**Document passage**

** BEGIN **

The immediate reason for the exponetial increase in magnitude of my angst: I got a pathetic C for my Torts test while 90% of Rui's tutorial group seemed to obtain B-'s and above. TK's comment on my fucked up answer was that it was "confused".

What an apt description of my perpetual state of mind, confused ennui, stubborn insistence on going on like this.

I guess the double whammy came in the form of the fact that it was Torts and okay so I deserved it for not studying until 24 hours before the test (and I'm giving myself a huge allowance here) but that JC-ish excuse is not an appropriate defence for my clear negligence in terms of not studying, not putting in effort, yadayada, but then again, Torts is the only Law module - apart from Impractical SLS that's essentially (sometimes intriguing, sometimes confusing) philosophical meanderings - that I make a point to read every week.

I don't know. I really wanted to cry. In JJC in front of former teachers I really wanted to cry whenever they asked about school. I feel like I've let everyone down, somehow, as self-important and pretentious as this sounds, that JJC never happened precisely because I've reverted to the person I was before. The mouse, the personification of mediocrity, everything I hated about myself which Jurong Junior changed.

"Nobody failed," said TK; but he missed a crucial point. To some of us, mediocrity is failure.

And so I've failed again. And I can't do anything about it but shed useless tears, as if that would make everything go away, and there goes my wishful thinking again.

** END **

**Material shown**
** BEGIN **

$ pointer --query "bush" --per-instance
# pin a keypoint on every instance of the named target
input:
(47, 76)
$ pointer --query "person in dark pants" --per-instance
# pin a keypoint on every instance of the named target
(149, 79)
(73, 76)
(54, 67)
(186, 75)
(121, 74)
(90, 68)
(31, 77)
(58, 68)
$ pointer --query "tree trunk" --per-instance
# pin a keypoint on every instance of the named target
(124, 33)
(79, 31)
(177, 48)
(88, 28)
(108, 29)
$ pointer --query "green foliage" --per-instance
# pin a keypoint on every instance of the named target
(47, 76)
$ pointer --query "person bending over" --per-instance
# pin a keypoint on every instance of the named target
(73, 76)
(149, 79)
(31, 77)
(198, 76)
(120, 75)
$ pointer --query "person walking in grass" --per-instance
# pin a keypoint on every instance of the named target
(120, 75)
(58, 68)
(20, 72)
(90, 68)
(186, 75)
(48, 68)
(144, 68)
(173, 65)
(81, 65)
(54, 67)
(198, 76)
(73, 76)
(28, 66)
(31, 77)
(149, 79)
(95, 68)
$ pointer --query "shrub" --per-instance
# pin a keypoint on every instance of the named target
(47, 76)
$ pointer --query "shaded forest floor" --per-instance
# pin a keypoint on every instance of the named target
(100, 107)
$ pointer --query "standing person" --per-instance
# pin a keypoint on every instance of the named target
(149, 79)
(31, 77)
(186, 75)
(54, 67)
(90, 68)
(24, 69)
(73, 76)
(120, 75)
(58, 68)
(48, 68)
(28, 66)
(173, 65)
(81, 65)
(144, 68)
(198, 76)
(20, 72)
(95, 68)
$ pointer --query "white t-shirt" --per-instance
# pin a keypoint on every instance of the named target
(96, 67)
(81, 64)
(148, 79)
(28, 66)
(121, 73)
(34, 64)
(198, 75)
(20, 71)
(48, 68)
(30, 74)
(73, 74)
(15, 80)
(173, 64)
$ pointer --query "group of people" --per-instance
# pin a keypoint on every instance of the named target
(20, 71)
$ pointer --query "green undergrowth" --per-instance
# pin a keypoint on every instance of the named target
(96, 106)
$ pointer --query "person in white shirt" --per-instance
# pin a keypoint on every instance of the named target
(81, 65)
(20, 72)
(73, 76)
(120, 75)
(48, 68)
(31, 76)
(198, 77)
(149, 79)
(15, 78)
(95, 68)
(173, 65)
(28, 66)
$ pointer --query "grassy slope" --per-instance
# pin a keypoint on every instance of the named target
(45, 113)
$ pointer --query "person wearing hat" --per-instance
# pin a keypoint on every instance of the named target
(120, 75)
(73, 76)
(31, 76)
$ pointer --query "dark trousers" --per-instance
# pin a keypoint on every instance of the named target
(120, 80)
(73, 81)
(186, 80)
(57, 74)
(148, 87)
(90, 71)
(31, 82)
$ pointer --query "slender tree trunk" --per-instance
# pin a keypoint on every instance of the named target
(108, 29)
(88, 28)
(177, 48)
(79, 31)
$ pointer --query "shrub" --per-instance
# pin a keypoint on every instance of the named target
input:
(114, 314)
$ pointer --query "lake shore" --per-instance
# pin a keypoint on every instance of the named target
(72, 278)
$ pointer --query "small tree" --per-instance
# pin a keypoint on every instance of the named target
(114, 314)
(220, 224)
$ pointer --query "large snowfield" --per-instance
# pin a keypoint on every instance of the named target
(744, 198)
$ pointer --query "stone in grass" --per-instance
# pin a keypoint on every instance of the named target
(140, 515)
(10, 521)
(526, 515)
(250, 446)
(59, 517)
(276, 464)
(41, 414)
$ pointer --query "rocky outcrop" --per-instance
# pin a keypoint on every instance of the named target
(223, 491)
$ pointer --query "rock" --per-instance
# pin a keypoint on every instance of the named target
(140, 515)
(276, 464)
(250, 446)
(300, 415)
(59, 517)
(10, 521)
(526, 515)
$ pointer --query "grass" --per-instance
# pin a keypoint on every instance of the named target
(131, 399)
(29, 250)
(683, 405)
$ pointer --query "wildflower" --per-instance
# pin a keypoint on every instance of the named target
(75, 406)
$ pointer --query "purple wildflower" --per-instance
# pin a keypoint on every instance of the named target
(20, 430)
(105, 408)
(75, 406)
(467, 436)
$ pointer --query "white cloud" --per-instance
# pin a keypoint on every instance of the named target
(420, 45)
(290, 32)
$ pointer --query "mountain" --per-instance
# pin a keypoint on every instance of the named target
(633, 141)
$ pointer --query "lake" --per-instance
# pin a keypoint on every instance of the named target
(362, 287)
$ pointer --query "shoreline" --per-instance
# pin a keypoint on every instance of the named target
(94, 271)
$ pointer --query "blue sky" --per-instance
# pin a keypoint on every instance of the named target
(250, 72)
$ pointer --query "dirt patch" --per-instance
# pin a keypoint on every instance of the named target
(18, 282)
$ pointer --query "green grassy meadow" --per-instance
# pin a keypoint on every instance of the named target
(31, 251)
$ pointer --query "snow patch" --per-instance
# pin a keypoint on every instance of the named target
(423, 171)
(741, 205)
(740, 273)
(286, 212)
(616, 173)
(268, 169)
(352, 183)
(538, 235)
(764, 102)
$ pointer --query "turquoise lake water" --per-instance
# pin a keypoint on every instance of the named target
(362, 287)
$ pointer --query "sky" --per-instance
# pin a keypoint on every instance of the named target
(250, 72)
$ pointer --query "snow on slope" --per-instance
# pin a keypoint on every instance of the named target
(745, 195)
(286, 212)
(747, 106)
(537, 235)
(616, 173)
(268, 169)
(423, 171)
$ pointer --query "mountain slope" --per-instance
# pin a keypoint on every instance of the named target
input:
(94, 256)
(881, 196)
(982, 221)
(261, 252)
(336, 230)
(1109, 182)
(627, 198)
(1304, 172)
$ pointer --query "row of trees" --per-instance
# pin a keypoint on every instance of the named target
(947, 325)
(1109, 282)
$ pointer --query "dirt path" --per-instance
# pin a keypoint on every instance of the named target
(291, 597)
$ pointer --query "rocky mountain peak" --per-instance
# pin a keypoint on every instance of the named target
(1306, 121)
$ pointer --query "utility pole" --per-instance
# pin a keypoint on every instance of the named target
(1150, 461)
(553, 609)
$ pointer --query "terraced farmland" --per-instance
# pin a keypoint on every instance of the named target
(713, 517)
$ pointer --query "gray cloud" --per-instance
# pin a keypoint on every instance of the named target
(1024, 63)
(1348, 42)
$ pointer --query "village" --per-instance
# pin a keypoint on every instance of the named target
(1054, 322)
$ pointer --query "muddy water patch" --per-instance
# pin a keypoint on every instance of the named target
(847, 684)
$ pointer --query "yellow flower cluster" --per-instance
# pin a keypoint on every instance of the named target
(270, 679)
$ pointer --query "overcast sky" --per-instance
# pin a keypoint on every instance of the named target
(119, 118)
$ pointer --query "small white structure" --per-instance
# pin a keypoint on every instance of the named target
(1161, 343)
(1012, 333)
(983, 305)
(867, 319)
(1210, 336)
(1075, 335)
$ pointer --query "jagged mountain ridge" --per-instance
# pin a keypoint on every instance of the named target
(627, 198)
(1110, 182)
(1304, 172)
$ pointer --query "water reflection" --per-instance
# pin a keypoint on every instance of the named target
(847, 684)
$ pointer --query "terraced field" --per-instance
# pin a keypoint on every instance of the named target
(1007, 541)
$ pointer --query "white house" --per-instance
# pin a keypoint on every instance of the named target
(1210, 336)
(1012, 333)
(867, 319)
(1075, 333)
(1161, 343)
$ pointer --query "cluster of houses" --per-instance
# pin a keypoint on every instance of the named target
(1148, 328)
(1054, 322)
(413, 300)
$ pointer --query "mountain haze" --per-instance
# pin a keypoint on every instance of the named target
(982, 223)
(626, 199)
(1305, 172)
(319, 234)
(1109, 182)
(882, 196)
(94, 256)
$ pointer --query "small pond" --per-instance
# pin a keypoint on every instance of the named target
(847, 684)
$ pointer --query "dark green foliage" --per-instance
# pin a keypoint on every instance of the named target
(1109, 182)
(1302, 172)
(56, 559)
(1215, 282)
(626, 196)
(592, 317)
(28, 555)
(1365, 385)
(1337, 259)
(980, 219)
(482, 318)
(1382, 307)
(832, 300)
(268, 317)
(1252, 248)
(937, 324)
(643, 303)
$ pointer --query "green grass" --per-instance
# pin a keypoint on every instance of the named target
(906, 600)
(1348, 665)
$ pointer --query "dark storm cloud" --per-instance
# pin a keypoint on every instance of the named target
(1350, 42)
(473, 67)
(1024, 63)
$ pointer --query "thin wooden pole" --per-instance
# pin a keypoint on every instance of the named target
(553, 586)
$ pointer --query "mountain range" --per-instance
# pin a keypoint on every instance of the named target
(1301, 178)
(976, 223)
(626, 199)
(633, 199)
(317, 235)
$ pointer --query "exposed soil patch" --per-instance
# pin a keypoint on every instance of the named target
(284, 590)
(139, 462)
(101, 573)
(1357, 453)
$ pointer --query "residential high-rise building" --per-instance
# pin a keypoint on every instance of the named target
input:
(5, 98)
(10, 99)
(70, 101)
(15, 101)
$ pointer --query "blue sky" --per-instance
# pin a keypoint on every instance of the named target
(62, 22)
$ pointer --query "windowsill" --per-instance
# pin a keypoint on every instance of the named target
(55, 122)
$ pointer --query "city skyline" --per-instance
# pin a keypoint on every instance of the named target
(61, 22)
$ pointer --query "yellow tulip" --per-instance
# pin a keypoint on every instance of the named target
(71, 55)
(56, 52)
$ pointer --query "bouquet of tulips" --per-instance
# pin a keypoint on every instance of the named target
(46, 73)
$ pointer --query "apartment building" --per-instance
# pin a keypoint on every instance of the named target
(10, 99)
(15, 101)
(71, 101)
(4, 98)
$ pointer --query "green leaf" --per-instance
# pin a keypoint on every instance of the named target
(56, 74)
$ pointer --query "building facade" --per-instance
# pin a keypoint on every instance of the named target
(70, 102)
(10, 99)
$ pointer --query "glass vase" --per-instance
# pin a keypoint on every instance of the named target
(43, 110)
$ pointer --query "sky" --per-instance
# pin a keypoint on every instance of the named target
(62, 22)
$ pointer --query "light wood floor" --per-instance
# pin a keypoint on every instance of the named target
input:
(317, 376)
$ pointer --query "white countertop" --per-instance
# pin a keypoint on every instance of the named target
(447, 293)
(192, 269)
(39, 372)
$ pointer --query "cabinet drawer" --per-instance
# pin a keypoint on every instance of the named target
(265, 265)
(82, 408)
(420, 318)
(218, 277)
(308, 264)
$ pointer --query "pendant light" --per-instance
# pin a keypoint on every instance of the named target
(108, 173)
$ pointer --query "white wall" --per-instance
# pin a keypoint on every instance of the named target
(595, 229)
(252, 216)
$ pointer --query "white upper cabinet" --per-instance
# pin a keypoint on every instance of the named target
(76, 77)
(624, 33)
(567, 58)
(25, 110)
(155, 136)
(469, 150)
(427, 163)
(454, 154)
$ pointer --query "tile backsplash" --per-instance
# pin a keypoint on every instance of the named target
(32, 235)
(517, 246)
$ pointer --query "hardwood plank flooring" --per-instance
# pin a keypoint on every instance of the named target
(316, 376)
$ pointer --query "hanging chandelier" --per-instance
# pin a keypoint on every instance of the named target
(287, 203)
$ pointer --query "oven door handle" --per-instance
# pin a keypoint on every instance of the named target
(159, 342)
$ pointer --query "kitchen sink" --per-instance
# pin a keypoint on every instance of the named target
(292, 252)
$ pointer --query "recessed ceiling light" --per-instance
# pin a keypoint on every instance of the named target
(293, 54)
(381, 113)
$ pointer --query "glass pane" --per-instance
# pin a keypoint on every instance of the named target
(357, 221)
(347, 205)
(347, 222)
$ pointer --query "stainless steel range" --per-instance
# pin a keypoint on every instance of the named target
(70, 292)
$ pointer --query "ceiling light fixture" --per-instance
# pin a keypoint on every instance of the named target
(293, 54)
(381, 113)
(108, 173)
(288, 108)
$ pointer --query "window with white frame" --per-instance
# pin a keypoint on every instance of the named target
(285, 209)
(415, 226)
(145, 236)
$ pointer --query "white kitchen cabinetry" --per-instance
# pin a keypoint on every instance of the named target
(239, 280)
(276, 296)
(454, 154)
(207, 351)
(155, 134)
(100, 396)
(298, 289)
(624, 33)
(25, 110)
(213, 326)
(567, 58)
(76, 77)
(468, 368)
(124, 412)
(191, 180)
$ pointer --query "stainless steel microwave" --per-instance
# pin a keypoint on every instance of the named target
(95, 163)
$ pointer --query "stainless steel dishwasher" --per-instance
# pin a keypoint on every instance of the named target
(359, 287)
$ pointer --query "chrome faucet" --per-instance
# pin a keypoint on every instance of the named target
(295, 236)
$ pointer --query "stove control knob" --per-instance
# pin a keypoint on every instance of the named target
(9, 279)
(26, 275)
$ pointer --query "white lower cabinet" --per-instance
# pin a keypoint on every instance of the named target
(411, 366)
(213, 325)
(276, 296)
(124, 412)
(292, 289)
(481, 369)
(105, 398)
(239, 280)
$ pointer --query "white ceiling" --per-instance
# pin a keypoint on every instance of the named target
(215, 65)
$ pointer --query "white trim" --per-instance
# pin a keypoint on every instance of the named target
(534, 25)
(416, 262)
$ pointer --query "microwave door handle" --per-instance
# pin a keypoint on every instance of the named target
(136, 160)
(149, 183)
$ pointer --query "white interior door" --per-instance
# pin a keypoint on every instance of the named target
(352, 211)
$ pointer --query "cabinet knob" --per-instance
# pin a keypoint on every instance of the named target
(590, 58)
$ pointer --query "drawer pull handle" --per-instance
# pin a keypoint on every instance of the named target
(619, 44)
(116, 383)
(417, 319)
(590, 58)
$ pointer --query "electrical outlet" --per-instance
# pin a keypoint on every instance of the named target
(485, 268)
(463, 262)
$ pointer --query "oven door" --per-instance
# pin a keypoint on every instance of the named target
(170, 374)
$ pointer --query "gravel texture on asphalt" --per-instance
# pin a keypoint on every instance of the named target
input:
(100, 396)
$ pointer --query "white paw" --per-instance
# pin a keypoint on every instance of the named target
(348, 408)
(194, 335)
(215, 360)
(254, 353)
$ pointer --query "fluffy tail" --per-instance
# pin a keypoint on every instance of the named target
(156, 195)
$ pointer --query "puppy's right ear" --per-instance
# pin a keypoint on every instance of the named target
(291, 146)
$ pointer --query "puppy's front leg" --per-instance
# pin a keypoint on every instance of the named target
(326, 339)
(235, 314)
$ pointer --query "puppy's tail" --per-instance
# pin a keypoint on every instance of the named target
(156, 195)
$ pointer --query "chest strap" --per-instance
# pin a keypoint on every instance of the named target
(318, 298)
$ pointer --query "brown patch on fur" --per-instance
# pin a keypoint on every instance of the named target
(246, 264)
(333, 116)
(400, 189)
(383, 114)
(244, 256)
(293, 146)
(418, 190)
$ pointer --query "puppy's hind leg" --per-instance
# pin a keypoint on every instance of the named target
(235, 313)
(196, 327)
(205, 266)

** END **

**Direction**
From the entry about the Torts test above, write out the passage from "What an apt" up to and including "read every week.", word for word.

**Response for this exercise**
What an apt description of my perpetual state of mind, confused ennui, stubborn insistence on going on like this.

I guess the double whammy came in the form of the fact that it was Torts and okay so I deserved it for not studying until 24 hours before the test (and I'm giving myself a huge allowance here) but that JC-ish excuse is not an appropriate defence for my clear negligence in terms of not studying, not putting in effort, yadayada, but then again, Torts is the only Law module - apart from Impractical SLS that's essentially (sometimes intriguing, sometimes confusing) philosophical meanderings - that I make a point to read every week.